◆ Short exercise: From the items below, pull out every line that contains the word "black". Case counts.

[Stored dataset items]
>> Start

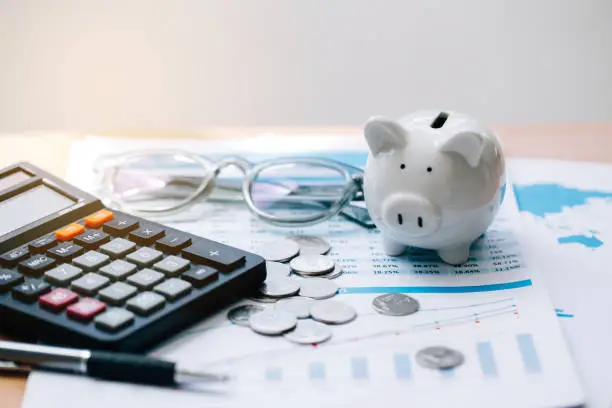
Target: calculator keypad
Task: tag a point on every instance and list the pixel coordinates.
(66, 251)
(91, 260)
(63, 274)
(8, 279)
(118, 247)
(36, 265)
(112, 269)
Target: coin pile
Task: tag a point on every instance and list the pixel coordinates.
(298, 284)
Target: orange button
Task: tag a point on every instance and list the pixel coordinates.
(99, 218)
(69, 232)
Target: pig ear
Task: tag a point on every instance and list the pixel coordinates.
(469, 145)
(384, 135)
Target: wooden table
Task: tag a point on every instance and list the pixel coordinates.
(579, 142)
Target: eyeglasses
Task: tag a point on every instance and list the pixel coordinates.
(286, 192)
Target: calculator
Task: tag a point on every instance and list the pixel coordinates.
(78, 274)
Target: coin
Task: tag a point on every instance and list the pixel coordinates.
(277, 269)
(317, 288)
(280, 250)
(333, 312)
(272, 321)
(439, 357)
(299, 306)
(395, 304)
(312, 264)
(240, 314)
(279, 286)
(309, 332)
(309, 244)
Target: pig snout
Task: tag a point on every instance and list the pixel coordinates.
(411, 214)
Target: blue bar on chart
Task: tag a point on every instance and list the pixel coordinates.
(274, 374)
(403, 369)
(316, 371)
(529, 354)
(486, 359)
(359, 368)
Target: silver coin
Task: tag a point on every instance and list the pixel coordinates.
(272, 321)
(309, 332)
(240, 314)
(280, 250)
(312, 264)
(277, 269)
(309, 244)
(318, 288)
(439, 357)
(279, 286)
(395, 304)
(299, 306)
(333, 312)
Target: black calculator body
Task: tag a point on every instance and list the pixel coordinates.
(77, 274)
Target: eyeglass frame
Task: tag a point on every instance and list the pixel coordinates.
(353, 190)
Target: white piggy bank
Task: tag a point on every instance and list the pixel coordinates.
(433, 180)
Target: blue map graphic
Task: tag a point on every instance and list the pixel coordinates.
(544, 199)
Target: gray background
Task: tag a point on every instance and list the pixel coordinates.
(187, 64)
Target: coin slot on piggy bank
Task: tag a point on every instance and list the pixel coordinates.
(433, 180)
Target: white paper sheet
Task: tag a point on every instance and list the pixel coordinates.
(495, 310)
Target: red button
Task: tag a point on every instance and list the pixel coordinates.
(85, 309)
(57, 299)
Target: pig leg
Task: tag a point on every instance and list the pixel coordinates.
(392, 248)
(455, 255)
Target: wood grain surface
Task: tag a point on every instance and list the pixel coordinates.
(51, 150)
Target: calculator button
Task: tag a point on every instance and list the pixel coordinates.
(8, 279)
(43, 243)
(91, 260)
(69, 232)
(63, 274)
(144, 256)
(118, 269)
(65, 251)
(173, 243)
(173, 288)
(89, 284)
(146, 235)
(30, 290)
(91, 239)
(213, 254)
(97, 219)
(146, 278)
(199, 276)
(118, 247)
(85, 309)
(120, 225)
(145, 303)
(114, 319)
(57, 299)
(172, 265)
(12, 257)
(36, 265)
(117, 293)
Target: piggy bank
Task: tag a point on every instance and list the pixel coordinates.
(433, 180)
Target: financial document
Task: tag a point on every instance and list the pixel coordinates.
(494, 309)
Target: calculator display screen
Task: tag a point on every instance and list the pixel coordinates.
(29, 206)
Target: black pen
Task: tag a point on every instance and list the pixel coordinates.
(105, 365)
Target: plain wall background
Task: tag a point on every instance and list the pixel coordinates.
(183, 64)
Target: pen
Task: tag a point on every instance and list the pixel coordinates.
(124, 367)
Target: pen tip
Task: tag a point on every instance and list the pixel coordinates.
(184, 375)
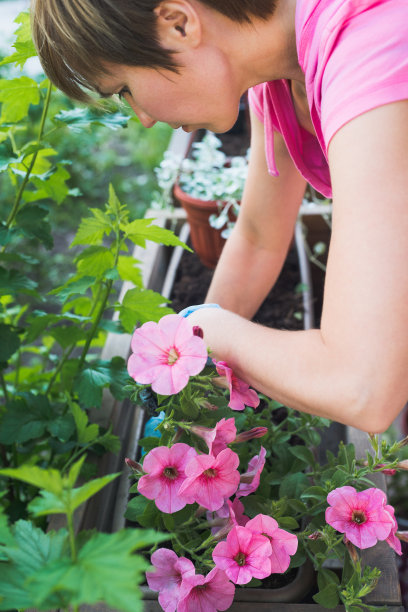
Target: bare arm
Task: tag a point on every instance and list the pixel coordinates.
(354, 369)
(255, 251)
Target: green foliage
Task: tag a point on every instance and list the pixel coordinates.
(52, 328)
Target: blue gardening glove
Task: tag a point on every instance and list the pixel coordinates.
(190, 309)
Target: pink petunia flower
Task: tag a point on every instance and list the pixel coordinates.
(166, 354)
(250, 480)
(167, 578)
(218, 437)
(165, 469)
(211, 479)
(206, 593)
(244, 555)
(283, 543)
(362, 516)
(240, 393)
(392, 539)
(229, 515)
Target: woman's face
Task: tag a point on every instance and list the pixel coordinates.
(203, 94)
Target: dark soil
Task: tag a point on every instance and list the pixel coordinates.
(282, 309)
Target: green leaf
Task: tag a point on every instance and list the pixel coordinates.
(139, 306)
(93, 229)
(106, 570)
(95, 261)
(30, 551)
(31, 219)
(66, 335)
(26, 419)
(49, 480)
(24, 46)
(7, 155)
(17, 95)
(13, 282)
(314, 493)
(79, 118)
(136, 507)
(9, 341)
(293, 485)
(140, 230)
(328, 597)
(288, 522)
(90, 382)
(52, 184)
(75, 286)
(86, 433)
(303, 453)
(128, 268)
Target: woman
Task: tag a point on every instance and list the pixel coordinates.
(329, 106)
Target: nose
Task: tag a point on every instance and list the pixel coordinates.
(144, 118)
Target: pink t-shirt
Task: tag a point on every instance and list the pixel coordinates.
(354, 54)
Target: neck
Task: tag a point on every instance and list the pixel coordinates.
(264, 50)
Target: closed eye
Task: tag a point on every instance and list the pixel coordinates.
(125, 90)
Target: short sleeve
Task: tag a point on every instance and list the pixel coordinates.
(366, 65)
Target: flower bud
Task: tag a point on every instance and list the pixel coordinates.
(387, 471)
(197, 331)
(221, 381)
(255, 432)
(133, 465)
(351, 549)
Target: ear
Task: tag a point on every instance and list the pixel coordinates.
(178, 24)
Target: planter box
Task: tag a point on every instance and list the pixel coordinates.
(159, 270)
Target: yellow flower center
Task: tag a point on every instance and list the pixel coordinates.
(240, 558)
(170, 472)
(358, 517)
(210, 473)
(172, 356)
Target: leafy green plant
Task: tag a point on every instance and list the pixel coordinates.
(50, 369)
(59, 569)
(207, 175)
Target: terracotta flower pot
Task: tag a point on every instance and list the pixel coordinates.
(207, 241)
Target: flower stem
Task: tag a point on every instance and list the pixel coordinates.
(20, 192)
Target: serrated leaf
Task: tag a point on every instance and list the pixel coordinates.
(106, 570)
(303, 453)
(25, 419)
(129, 270)
(139, 306)
(49, 480)
(67, 501)
(66, 335)
(140, 230)
(53, 184)
(17, 95)
(9, 341)
(24, 46)
(7, 155)
(85, 433)
(78, 119)
(31, 550)
(95, 261)
(75, 286)
(93, 229)
(293, 485)
(13, 282)
(31, 220)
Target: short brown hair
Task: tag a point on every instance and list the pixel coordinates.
(75, 38)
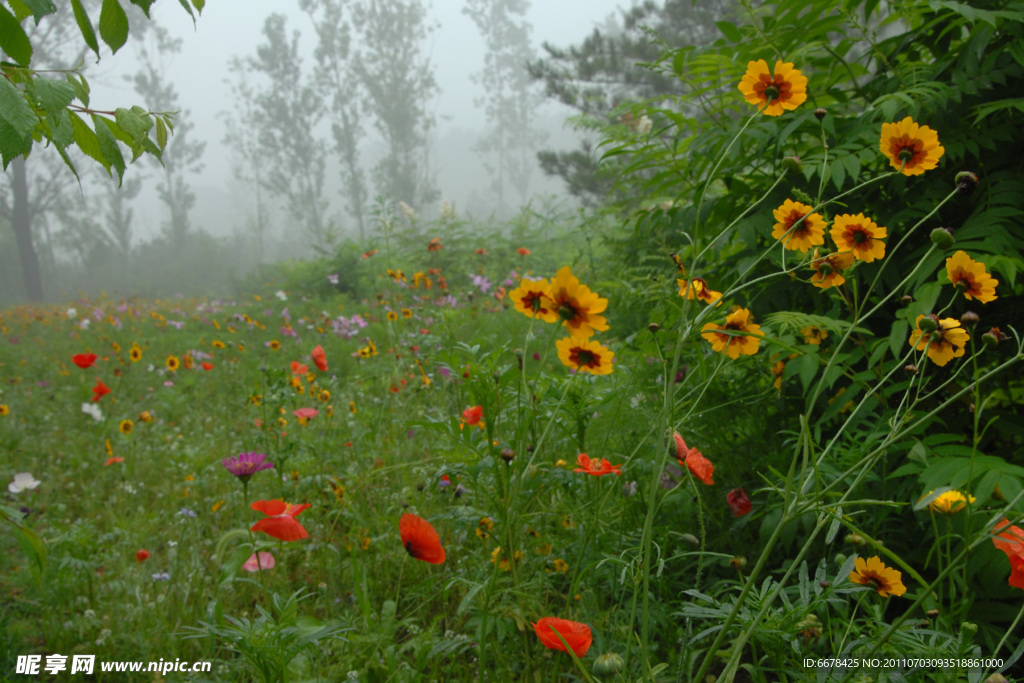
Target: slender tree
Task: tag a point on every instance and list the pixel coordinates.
(511, 98)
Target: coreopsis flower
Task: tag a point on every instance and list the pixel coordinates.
(532, 298)
(420, 539)
(577, 305)
(697, 289)
(810, 232)
(738, 502)
(949, 502)
(246, 464)
(574, 634)
(320, 358)
(873, 572)
(859, 236)
(596, 467)
(944, 343)
(970, 278)
(84, 360)
(828, 268)
(585, 355)
(280, 522)
(737, 336)
(910, 146)
(777, 91)
(1011, 541)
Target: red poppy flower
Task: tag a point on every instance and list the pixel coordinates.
(472, 416)
(1011, 541)
(420, 539)
(320, 358)
(738, 502)
(280, 521)
(694, 461)
(577, 635)
(595, 466)
(84, 360)
(99, 390)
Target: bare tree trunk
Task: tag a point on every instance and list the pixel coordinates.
(22, 221)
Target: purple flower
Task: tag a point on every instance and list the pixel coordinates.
(246, 464)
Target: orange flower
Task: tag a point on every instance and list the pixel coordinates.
(577, 635)
(810, 231)
(595, 466)
(280, 522)
(778, 91)
(1011, 541)
(84, 360)
(420, 539)
(472, 416)
(694, 461)
(320, 358)
(913, 147)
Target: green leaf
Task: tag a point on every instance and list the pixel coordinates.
(15, 110)
(85, 26)
(87, 141)
(12, 38)
(53, 95)
(113, 25)
(109, 145)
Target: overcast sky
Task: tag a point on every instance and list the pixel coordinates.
(232, 28)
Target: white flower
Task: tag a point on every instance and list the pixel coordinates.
(93, 411)
(23, 481)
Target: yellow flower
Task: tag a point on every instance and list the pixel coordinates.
(970, 278)
(585, 355)
(810, 231)
(949, 503)
(828, 269)
(944, 344)
(776, 92)
(737, 336)
(873, 572)
(859, 235)
(532, 298)
(697, 289)
(913, 147)
(576, 305)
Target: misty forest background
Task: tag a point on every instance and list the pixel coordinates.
(333, 120)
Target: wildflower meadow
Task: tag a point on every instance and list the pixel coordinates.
(758, 420)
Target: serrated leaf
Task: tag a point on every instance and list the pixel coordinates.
(113, 25)
(85, 26)
(87, 141)
(53, 95)
(15, 110)
(12, 38)
(109, 145)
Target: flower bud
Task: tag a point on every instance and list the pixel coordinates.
(966, 182)
(942, 238)
(608, 664)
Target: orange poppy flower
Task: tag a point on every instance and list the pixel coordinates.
(84, 360)
(420, 539)
(472, 416)
(596, 467)
(280, 522)
(1011, 541)
(577, 635)
(320, 358)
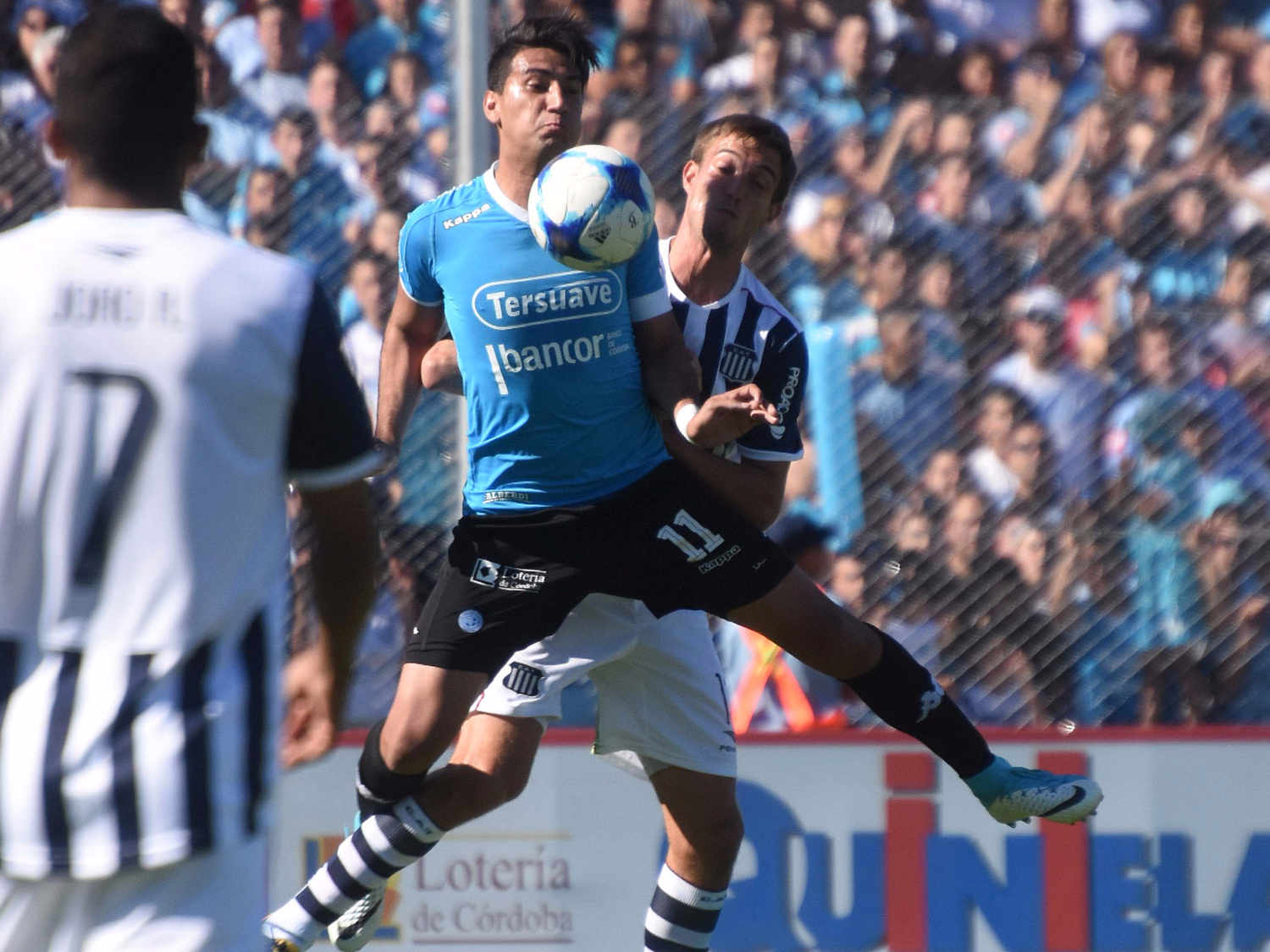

>> End

◆ Answer to the exercise:
Target: black calculator body
Target: black pen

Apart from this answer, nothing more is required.